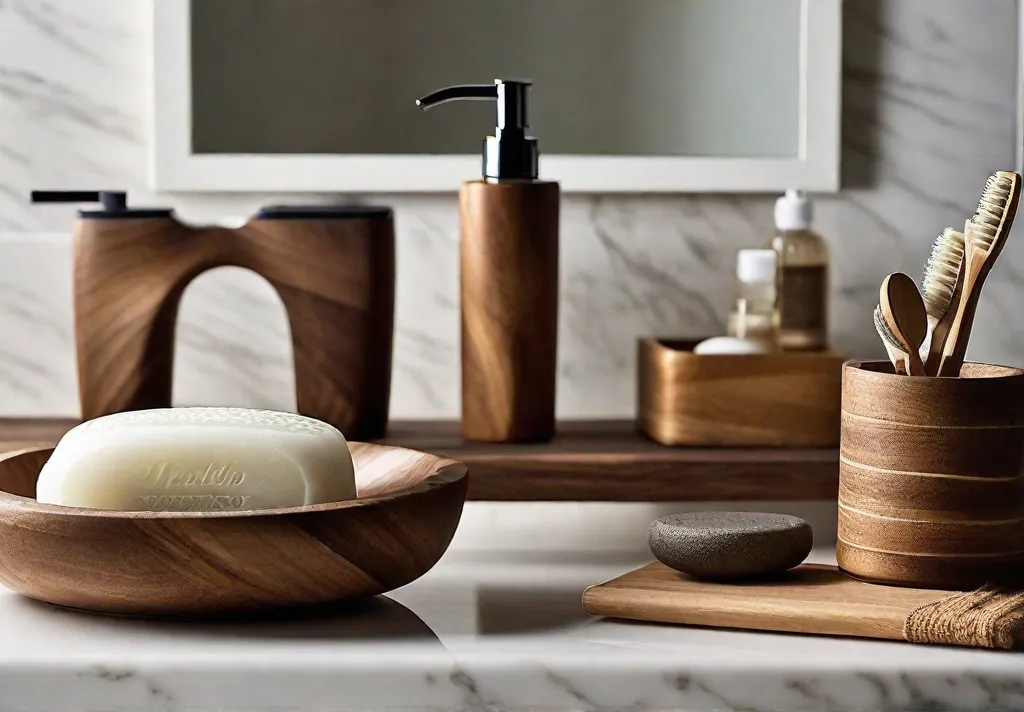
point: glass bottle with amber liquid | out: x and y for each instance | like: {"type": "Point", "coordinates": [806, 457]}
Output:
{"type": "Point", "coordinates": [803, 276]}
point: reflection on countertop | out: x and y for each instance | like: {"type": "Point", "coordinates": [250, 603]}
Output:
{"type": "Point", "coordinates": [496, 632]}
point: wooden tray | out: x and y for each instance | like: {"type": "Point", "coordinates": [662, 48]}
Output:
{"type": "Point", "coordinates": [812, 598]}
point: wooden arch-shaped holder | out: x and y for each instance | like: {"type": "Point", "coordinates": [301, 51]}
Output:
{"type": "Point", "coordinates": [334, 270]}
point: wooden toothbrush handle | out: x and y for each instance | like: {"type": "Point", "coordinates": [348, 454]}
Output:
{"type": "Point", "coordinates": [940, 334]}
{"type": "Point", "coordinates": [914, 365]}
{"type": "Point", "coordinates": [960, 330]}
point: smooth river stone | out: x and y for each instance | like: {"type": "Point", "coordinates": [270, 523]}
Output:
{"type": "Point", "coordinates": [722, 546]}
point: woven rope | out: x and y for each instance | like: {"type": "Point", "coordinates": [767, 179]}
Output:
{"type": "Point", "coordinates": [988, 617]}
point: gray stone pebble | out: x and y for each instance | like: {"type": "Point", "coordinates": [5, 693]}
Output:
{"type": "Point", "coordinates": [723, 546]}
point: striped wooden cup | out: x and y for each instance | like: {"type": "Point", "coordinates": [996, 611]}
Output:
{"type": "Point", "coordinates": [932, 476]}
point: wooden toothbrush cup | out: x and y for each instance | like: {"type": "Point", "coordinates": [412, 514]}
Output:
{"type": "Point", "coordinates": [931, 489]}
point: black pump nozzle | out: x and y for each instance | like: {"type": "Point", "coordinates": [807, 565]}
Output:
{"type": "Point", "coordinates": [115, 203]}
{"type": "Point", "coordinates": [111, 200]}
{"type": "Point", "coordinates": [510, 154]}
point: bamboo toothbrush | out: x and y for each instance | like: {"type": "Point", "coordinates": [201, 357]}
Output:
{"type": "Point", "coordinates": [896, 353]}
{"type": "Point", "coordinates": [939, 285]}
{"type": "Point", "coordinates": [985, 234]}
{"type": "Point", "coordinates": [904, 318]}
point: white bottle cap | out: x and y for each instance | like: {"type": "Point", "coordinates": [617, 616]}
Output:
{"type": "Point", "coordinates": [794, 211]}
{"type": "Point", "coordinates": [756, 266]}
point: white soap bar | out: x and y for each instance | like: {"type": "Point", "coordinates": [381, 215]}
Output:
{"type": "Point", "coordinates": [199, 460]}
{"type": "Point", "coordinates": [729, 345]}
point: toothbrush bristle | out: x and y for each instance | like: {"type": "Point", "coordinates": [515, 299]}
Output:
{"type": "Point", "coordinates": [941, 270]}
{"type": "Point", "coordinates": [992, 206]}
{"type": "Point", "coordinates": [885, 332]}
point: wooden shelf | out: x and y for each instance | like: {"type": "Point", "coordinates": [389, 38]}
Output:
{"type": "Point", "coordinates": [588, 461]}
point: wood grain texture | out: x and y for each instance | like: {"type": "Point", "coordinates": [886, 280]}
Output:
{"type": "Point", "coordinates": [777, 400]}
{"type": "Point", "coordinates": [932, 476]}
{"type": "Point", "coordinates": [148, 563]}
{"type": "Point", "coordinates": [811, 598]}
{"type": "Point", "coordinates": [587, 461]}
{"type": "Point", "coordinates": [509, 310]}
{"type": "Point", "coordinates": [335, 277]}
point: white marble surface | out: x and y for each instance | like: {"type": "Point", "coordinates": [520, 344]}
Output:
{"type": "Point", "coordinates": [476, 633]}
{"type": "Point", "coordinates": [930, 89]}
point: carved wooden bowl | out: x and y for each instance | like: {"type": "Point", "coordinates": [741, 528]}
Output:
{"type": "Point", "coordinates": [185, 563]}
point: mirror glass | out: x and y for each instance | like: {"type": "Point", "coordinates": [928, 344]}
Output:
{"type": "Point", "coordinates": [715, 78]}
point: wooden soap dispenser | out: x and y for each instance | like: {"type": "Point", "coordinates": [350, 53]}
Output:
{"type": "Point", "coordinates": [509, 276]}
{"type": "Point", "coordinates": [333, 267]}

What you have to do
Pictures stay out of the copy; please restate every record above exactly.

Task result
point: glass bottle with amber liquid | out: x and y for each instance | like: {"type": "Point", "coordinates": [806, 457]}
Output:
{"type": "Point", "coordinates": [803, 276]}
point: reflection on countertop | out: x and y for each instance | like: {"type": "Point", "coordinates": [250, 603]}
Output:
{"type": "Point", "coordinates": [496, 632]}
point: wooden tray | out: x and y for each instance | like: {"type": "Point", "coordinates": [662, 48]}
Output:
{"type": "Point", "coordinates": [812, 598]}
point: wooden arch-shaped holder | out: x and y for each instance | like: {"type": "Point", "coordinates": [301, 51]}
Output:
{"type": "Point", "coordinates": [334, 270]}
point: wooden toothbrush handle | out: x and y for each instance | like: {"type": "Point", "coordinates": [348, 454]}
Output:
{"type": "Point", "coordinates": [940, 334]}
{"type": "Point", "coordinates": [914, 365]}
{"type": "Point", "coordinates": [960, 330]}
point: smooth river stone | out: x and y for each instance | like: {"type": "Point", "coordinates": [270, 523]}
Output:
{"type": "Point", "coordinates": [722, 546]}
point: woven rope | out: x and y for each instance | like: {"type": "Point", "coordinates": [767, 179]}
Output:
{"type": "Point", "coordinates": [988, 617]}
point: gray stone pebble | out: x and y for each instance | like: {"type": "Point", "coordinates": [5, 693]}
Output:
{"type": "Point", "coordinates": [723, 546]}
point: striped wooden cup | out: x and y for each instance | like: {"type": "Point", "coordinates": [996, 611]}
Output:
{"type": "Point", "coordinates": [932, 476]}
point: wooden toothbrush cup | out: x and y for each instance | like: {"type": "Point", "coordinates": [412, 514]}
Output:
{"type": "Point", "coordinates": [931, 489]}
point: black pump nozzle | out: x and y for each instance | like: {"type": "Point", "coordinates": [807, 565]}
Output:
{"type": "Point", "coordinates": [115, 203]}
{"type": "Point", "coordinates": [111, 200]}
{"type": "Point", "coordinates": [510, 154]}
point: bamboo toothbrush | out: x and y for each instance | like: {"type": "Point", "coordinates": [201, 357]}
Output:
{"type": "Point", "coordinates": [896, 353]}
{"type": "Point", "coordinates": [939, 285]}
{"type": "Point", "coordinates": [985, 234]}
{"type": "Point", "coordinates": [904, 318]}
point: white bottle cap | out: x and y for each instance | like: {"type": "Point", "coordinates": [617, 616]}
Output:
{"type": "Point", "coordinates": [794, 211]}
{"type": "Point", "coordinates": [756, 266]}
point: white soap bar | out: x and y for each instance | like: {"type": "Point", "coordinates": [381, 215]}
Output:
{"type": "Point", "coordinates": [199, 460]}
{"type": "Point", "coordinates": [729, 345]}
point: toothbrush bristle | out: x and y for each instance | like: {"type": "Point", "coordinates": [515, 299]}
Output:
{"type": "Point", "coordinates": [941, 270]}
{"type": "Point", "coordinates": [992, 206]}
{"type": "Point", "coordinates": [885, 332]}
point: wooden shelf | out: x and y for each instance | like: {"type": "Point", "coordinates": [389, 38]}
Output:
{"type": "Point", "coordinates": [588, 461]}
point: wood grain texture | out: x and y for each instance | like: {"type": "Point", "coordinates": [886, 280]}
Output:
{"type": "Point", "coordinates": [777, 400]}
{"type": "Point", "coordinates": [932, 476]}
{"type": "Point", "coordinates": [148, 563]}
{"type": "Point", "coordinates": [811, 598]}
{"type": "Point", "coordinates": [587, 461]}
{"type": "Point", "coordinates": [509, 310]}
{"type": "Point", "coordinates": [335, 277]}
point: white marble surface | out: x and y for each instance | like: {"type": "Point", "coordinates": [520, 344]}
Output:
{"type": "Point", "coordinates": [476, 633]}
{"type": "Point", "coordinates": [930, 89]}
point: carved wooden bowl | out: x and y for each instance | like: {"type": "Point", "coordinates": [741, 528]}
Output:
{"type": "Point", "coordinates": [185, 563]}
point: mirror glass | out: x and y for each instance | like: {"type": "Point", "coordinates": [928, 344]}
Output:
{"type": "Point", "coordinates": [715, 78]}
point: wooden soap dispenser | out: x and y for each instance | like: {"type": "Point", "coordinates": [350, 53]}
Output:
{"type": "Point", "coordinates": [509, 276]}
{"type": "Point", "coordinates": [333, 267]}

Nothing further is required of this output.